BRIEF.
Without skipping anything, write out each record below exactly.

STORED DATA.
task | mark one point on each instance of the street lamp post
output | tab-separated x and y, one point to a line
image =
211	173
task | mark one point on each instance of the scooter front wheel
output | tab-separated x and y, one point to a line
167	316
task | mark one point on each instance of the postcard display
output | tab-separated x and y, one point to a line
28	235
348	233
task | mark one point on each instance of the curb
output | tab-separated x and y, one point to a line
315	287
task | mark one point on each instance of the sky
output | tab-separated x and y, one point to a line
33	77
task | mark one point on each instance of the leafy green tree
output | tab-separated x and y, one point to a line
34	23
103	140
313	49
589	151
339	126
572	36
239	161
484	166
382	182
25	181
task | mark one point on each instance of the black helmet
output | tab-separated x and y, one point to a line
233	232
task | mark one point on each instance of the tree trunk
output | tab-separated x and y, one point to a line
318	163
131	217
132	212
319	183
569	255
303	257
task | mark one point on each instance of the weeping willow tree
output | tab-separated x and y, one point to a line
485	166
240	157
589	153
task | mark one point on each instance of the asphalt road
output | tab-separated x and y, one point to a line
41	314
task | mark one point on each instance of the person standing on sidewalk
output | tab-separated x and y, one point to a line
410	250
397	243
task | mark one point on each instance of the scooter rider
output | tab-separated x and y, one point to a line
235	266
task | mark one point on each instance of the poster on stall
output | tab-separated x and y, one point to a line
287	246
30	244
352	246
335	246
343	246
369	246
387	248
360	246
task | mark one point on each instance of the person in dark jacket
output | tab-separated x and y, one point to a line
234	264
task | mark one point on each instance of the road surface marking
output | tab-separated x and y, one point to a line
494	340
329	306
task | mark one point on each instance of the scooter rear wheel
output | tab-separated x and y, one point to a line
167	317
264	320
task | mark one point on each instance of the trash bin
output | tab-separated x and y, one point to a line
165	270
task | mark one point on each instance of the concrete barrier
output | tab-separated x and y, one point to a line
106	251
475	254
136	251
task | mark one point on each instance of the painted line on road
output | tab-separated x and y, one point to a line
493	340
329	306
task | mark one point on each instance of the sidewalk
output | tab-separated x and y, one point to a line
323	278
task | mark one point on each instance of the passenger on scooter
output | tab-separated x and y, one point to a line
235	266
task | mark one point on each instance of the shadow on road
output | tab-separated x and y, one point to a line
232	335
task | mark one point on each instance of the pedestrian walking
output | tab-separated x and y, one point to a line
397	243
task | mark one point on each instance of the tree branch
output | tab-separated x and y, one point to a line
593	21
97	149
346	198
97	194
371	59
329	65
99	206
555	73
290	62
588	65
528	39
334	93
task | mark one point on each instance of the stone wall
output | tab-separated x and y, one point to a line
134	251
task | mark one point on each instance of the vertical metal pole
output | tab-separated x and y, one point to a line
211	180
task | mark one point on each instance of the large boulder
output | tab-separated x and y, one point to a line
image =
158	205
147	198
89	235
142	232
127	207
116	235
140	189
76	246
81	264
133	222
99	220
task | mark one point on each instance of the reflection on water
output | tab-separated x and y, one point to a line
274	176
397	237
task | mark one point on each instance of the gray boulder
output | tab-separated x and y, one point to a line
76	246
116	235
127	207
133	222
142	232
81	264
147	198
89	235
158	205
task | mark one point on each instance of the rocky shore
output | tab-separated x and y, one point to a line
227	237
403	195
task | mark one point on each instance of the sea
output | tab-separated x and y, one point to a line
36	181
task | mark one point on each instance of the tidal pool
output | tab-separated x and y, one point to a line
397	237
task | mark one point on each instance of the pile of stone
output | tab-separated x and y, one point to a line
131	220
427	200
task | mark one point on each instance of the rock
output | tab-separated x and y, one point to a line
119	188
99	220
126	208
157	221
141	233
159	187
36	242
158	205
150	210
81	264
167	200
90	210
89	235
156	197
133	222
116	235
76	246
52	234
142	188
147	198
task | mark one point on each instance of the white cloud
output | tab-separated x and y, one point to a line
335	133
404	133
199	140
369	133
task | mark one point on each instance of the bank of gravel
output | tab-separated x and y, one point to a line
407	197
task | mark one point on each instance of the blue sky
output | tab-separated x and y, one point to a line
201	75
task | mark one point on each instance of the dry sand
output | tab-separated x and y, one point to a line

EXERCISE RESPONSE.
task | mark one point on each instance of the street lamp post
output | tab-separated x and y, one point to a line
image =
211	173
task | mark one point on each instance of the scooter front wheel
output | tab-separated x and y, one point to a line
167	316
task | mark one point on each instance of the postcard display
output | tab-separated x and y, one point to a line
28	235
348	233
task | mark one point on each instance of the curb
output | tab-separated x and y, one point to a line
315	287
task | mark one point on each instance of the sky
output | tab-separated x and y, one point to a line
33	77
task | mark one point on each instance of the leafy green tree
output | tab-separated x and y, one point to a line
34	23
103	140
313	49
589	151
339	126
572	36
239	161
484	166
382	182
25	181
task | mark one point on each instance of the black helmet
output | tab-separated x and y, one point to a line
233	232
task | mark one point on each instance of the tree trunk
output | tab-separated x and y, one point to a line
318	163
131	217
132	212
319	183
569	255
303	257
task | mark one point on each instance of the weeping willow tree
output | tab-separated x and y, one point to a line
485	166
240	157
589	153
task | mark one point on each instance of the asphalt road
output | tab-separated x and y, one point to a line
41	314
task | mark one point on each instance of the person standing on sidewalk
output | tab-separated x and y, one point to a line
410	250
397	243
task | mark one point on each instance of the scooter rider
output | tab-separated x and y, one point to a line
235	266
task | mark one point on each instance of the poster on stall
output | tab-separated x and y, one point to a line
287	246
30	244
352	246
335	246
343	246
369	246
387	248
360	246
task | mark one point on each instance of the person in dark jacket
output | tab-separated x and y, one point to a line
234	264
task | mark one point on each instance of the road surface marking
output | tab-separated x and y, one point to a line
494	340
329	306
task | mark one point on each instance of the scooter rear wheel
output | tab-separated x and y, one point to a line
167	317
264	320
task | mark one point on each instance of the trash bin
output | tab-separated x and y, one point to a line
165	270
task | mark one point on each instance of the concrete barrier
output | tab-separated x and y, one point to a line
106	251
475	254
136	251
task | mark one point on each instance of the painted line on road
output | tab-separated x and y, one point to a line
493	340
329	306
task | mark one point on each instance of the sidewalk
output | tab-separated x and y, one point to a line
323	278
task | mark one point on each instance of the passenger on scooter
output | tab-separated x and y, one point to a line
235	266
task | mark one point on each instance of the shadow on road
output | tab-separated x and y, one point to a line
232	335
task | mark one point on each instance of the pedestrian walking
output | tab-separated x and y, one point to a line
397	243
task | mark one point on each instance of the tree branch
output | tab-separated x and y, one point to a line
593	21
97	149
346	198
97	194
371	59
329	65
99	206
555	73
290	62
588	65
528	39
334	93
task | mark one point on each instance of the stone wall
output | tab-separated x and y, one point to a line
134	251
task | mark one point on each instance of the vertical metal pole
output | tab-separated x and y, one point to a line
211	180
task | mark one point on each instance of the large boulder
output | tab-separated x and y, one point to a line
image =
158	205
147	198
89	235
142	232
127	207
116	235
140	189
76	246
81	264
133	222
99	220
task | mark one point on each instance of the reflection on water
output | tab-separated x and y, one point to a line
274	176
397	237
task | mark one point on each instance of the gray boulder
output | tab-separated x and y, one point to a line
76	246
116	235
127	207
133	222
142	232
81	264
147	198
89	235
158	205
task | mark one point on each instance of the rocky shore
output | tab-separated x and y, one point to a line
227	237
403	195
task | mark one point on each instance of the sea
output | tab-separated x and y, one point to a line
36	181
task | mark one point on each instance of the tidal pool
output | tab-separated x and y, one point to a line
397	237
task | mark one point on each instance of the pile of stone
output | tab-separated x and y, one point to a line
131	220
427	200
task | mark one point on each instance of the rock
output | tab-separated x and y, one point to a line
119	188
99	220
126	208
157	221
141	233
159	187
36	242
158	205
150	210
81	264
167	200
90	210
89	235
156	197
133	222
116	235
76	246
52	234
142	188
147	198
task | mark one point on each instance of the white cloud
output | tab-separated x and y, one point to a line
335	133
404	133
199	140
369	133
task | mark one point on each instance of the bank of gravel
output | tab-separated x and y, one point to a line
407	197
task | mark one point on each instance of the blue sky
output | tab-separated x and y, one point to a line
201	75
task | mark one point on each instance of the dry sand
output | tab-separated x and y, one point to a line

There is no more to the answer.